*** Opening SOURCE MATERIAL ***

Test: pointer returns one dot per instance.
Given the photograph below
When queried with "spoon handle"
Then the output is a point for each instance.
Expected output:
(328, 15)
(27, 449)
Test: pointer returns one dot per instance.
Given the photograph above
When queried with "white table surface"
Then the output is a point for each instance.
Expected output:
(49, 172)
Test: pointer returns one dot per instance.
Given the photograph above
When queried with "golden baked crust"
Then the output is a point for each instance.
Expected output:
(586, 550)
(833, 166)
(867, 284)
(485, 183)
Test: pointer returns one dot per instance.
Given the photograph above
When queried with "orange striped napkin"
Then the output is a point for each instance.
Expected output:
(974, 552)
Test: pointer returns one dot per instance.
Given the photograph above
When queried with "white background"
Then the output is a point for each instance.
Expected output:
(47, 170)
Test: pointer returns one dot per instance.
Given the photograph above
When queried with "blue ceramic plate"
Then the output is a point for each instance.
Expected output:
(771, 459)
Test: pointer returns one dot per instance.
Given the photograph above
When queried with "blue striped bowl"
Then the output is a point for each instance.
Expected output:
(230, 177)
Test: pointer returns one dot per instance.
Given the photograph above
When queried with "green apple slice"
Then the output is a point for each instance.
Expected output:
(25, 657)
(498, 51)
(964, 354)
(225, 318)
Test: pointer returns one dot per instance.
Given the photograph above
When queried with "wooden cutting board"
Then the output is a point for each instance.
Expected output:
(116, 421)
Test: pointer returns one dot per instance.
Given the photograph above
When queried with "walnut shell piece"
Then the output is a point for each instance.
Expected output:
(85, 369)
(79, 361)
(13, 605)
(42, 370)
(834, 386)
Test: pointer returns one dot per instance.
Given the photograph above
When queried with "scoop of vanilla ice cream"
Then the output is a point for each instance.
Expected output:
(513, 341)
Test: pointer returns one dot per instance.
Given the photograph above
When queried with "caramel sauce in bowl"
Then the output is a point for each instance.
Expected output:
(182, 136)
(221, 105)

*** Closing SOURCE MATERIAL ***

WHAT THE EXERCISE ASKS: Where in the records above does the word "striped" appear? Copy each line that holds it.

SOLUTION TO THE PROBLEM:
When queried with "orange striped napkin"
When queried with "blue striped bowl"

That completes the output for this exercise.